Records from a data source:
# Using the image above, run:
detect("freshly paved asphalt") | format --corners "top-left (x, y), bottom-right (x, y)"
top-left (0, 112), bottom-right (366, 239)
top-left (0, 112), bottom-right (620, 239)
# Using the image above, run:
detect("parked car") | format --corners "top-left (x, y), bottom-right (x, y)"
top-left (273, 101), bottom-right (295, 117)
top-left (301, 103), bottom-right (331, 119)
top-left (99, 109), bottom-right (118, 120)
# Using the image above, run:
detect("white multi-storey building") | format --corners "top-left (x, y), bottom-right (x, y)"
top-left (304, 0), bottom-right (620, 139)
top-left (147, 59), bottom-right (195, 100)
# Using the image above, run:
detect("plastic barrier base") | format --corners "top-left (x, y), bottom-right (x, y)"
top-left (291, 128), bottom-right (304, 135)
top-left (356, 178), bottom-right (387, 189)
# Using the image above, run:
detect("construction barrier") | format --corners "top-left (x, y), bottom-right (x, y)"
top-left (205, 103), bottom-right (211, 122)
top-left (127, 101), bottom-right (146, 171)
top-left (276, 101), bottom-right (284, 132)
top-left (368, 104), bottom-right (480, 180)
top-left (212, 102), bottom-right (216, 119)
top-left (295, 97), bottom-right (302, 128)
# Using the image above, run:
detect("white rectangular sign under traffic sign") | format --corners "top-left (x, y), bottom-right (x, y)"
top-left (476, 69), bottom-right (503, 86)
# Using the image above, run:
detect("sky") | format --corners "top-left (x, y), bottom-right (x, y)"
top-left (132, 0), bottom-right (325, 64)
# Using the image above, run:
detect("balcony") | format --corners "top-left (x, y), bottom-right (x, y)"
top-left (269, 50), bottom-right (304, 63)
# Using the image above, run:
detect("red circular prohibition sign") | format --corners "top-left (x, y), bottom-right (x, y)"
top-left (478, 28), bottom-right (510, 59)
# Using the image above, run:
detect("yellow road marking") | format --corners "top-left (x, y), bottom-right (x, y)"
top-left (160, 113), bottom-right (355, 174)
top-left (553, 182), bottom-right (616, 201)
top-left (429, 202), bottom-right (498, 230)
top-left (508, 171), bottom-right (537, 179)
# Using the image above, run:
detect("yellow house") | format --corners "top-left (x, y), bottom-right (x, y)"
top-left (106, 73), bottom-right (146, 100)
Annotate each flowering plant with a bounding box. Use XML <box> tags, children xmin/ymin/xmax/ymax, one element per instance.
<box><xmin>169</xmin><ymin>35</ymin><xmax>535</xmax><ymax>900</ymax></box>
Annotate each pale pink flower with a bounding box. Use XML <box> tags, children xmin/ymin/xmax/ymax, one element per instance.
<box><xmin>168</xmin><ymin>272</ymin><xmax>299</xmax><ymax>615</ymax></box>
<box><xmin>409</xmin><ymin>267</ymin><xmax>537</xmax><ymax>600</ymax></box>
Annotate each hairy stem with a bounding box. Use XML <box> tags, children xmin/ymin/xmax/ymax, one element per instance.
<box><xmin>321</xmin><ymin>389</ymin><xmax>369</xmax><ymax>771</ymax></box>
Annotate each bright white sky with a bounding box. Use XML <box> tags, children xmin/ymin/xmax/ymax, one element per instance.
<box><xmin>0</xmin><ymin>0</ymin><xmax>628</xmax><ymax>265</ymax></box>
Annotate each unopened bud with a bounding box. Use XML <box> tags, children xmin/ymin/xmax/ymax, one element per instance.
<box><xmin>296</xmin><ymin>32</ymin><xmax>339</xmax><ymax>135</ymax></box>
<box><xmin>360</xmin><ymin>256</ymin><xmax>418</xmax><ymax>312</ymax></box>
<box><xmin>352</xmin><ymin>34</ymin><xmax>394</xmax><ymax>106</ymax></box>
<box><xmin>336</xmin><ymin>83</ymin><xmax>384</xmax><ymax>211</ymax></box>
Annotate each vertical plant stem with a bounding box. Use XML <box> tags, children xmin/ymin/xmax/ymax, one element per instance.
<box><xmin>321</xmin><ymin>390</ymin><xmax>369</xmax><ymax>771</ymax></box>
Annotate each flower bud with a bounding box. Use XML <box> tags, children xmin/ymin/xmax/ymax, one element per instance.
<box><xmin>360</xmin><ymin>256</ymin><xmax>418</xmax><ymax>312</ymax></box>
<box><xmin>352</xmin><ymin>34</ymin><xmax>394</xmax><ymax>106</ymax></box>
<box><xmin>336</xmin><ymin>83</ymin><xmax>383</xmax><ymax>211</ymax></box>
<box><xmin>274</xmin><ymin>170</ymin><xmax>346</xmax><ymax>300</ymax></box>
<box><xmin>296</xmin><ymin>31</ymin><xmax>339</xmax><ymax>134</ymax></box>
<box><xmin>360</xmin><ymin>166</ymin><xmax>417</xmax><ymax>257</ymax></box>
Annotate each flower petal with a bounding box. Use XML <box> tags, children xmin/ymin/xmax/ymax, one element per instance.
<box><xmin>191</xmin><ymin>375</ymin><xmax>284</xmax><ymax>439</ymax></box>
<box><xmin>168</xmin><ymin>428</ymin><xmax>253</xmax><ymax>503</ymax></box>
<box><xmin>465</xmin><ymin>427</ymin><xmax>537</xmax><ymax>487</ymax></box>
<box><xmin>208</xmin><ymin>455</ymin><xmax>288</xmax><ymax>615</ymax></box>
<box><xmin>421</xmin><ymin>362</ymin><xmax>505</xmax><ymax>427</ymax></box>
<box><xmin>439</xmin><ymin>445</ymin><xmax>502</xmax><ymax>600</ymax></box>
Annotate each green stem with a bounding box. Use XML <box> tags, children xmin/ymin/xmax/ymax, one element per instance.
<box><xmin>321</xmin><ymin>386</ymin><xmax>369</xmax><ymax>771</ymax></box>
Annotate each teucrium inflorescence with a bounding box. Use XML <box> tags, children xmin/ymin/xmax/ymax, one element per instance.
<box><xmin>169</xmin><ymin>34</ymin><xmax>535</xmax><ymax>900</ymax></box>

— What you are asked to do —
Rewrite these lines, swapping "parked car" for "stationary vehicle" wherever it occurs and leaving everything else unchanged.

— Solution below —
# Using the image above, run:
detect("freshly paved asphalt") | format --corners "top-left (x, y), bottom-right (x, y)"
top-left (0, 112), bottom-right (366, 239)
top-left (0, 112), bottom-right (620, 239)
# Using the image above, run:
detect("stationary vehicle") | format --corners "top-left (x, y), bottom-right (x, y)"
top-left (273, 101), bottom-right (295, 117)
top-left (301, 103), bottom-right (331, 119)
top-left (99, 109), bottom-right (118, 120)
# Using the image above, run:
detect("white multi-storey building") | format --corners "top-left (x, y), bottom-right (x, y)"
top-left (304, 0), bottom-right (620, 139)
top-left (147, 59), bottom-right (195, 100)
# Using the image above, run:
detect("plastic barrier base") | format --corners "top-left (x, y), bottom-right (x, y)"
top-left (291, 128), bottom-right (304, 135)
top-left (356, 178), bottom-right (387, 189)
# Using the image above, run:
detect("construction barrier") | format --corners "top-left (x, y), bottom-right (x, y)"
top-left (205, 103), bottom-right (211, 122)
top-left (127, 101), bottom-right (146, 171)
top-left (276, 101), bottom-right (284, 132)
top-left (368, 104), bottom-right (480, 180)
top-left (212, 102), bottom-right (216, 119)
top-left (295, 97), bottom-right (302, 128)
# Using the image above, run:
detect("white rectangular sign under traffic sign") | format --corners "top-left (x, y), bottom-right (x, y)"
top-left (476, 69), bottom-right (503, 86)
# Using the image above, run:
detect("sky") | format --corners "top-left (x, y), bottom-right (x, y)"
top-left (132, 0), bottom-right (325, 64)
# Using the image above, run:
detect("balcony") | format --corners "top-left (x, y), bottom-right (x, y)"
top-left (269, 50), bottom-right (304, 63)
# Using the image above, run:
detect("red circular prohibition sign") | format --corners "top-left (x, y), bottom-right (x, y)"
top-left (478, 28), bottom-right (510, 59)
# Using the image above, run:
detect("yellow road marking") | format --corners "top-left (x, y), bottom-right (x, y)"
top-left (160, 113), bottom-right (355, 174)
top-left (553, 182), bottom-right (616, 201)
top-left (429, 202), bottom-right (498, 230)
top-left (508, 171), bottom-right (537, 179)
# Using the image above, run:
detect("yellow house") | format --corners "top-left (x, y), bottom-right (x, y)"
top-left (106, 73), bottom-right (146, 100)
Annotate each flowering plant with a bounding box. Use XML <box> tags, children xmin/ymin/xmax/ymax, one element per instance.
<box><xmin>169</xmin><ymin>35</ymin><xmax>535</xmax><ymax>900</ymax></box>
Annotate each pale pink flower with a bounding box. Use XML <box> tags, children xmin/ymin/xmax/ymax, one element per instance.
<box><xmin>168</xmin><ymin>272</ymin><xmax>299</xmax><ymax>615</ymax></box>
<box><xmin>409</xmin><ymin>267</ymin><xmax>537</xmax><ymax>600</ymax></box>
Annotate each hairy stem with a bounding box. Use XML <box> tags, children xmin/ymin/xmax/ymax, one element per instance.
<box><xmin>321</xmin><ymin>389</ymin><xmax>369</xmax><ymax>771</ymax></box>
Annotate each bright white sky with a bounding box. Use XML <box> tags, children xmin/ymin/xmax/ymax, one element per instance.
<box><xmin>0</xmin><ymin>0</ymin><xmax>628</xmax><ymax>265</ymax></box>
Annotate each unopened bud with a bounding box. Use XML <box> tags, children xmin/ymin/xmax/ymax, one element per instance.
<box><xmin>296</xmin><ymin>32</ymin><xmax>339</xmax><ymax>135</ymax></box>
<box><xmin>360</xmin><ymin>256</ymin><xmax>418</xmax><ymax>312</ymax></box>
<box><xmin>352</xmin><ymin>34</ymin><xmax>394</xmax><ymax>106</ymax></box>
<box><xmin>336</xmin><ymin>83</ymin><xmax>384</xmax><ymax>211</ymax></box>
Annotate each vertical plant stem with a bounding box. Use XML <box> tags, children xmin/ymin/xmax/ymax, one element per instance.
<box><xmin>321</xmin><ymin>390</ymin><xmax>369</xmax><ymax>771</ymax></box>
Annotate each flower bud with a bounding box. Use XML <box> tags, children xmin/ymin/xmax/ymax, one element per instance.
<box><xmin>360</xmin><ymin>256</ymin><xmax>418</xmax><ymax>312</ymax></box>
<box><xmin>352</xmin><ymin>34</ymin><xmax>394</xmax><ymax>106</ymax></box>
<box><xmin>336</xmin><ymin>83</ymin><xmax>383</xmax><ymax>211</ymax></box>
<box><xmin>274</xmin><ymin>170</ymin><xmax>346</xmax><ymax>300</ymax></box>
<box><xmin>296</xmin><ymin>31</ymin><xmax>339</xmax><ymax>134</ymax></box>
<box><xmin>360</xmin><ymin>166</ymin><xmax>417</xmax><ymax>257</ymax></box>
Annotate each flower petal with a bounding box. Use XML <box> tags, children xmin/ymin/xmax/ymax, one element per instance.
<box><xmin>191</xmin><ymin>375</ymin><xmax>284</xmax><ymax>439</ymax></box>
<box><xmin>168</xmin><ymin>428</ymin><xmax>253</xmax><ymax>503</ymax></box>
<box><xmin>465</xmin><ymin>427</ymin><xmax>537</xmax><ymax>487</ymax></box>
<box><xmin>208</xmin><ymin>455</ymin><xmax>288</xmax><ymax>615</ymax></box>
<box><xmin>421</xmin><ymin>362</ymin><xmax>505</xmax><ymax>427</ymax></box>
<box><xmin>439</xmin><ymin>445</ymin><xmax>502</xmax><ymax>600</ymax></box>
Annotate each green stem with a bounding box. Use XML <box> tags, children xmin/ymin/xmax/ymax, one element per instance.
<box><xmin>321</xmin><ymin>386</ymin><xmax>369</xmax><ymax>771</ymax></box>
Annotate each teucrium inflorescence with a bounding box. Use XML <box> tags, children xmin/ymin/xmax/ymax, one element per instance.
<box><xmin>169</xmin><ymin>34</ymin><xmax>535</xmax><ymax>900</ymax></box>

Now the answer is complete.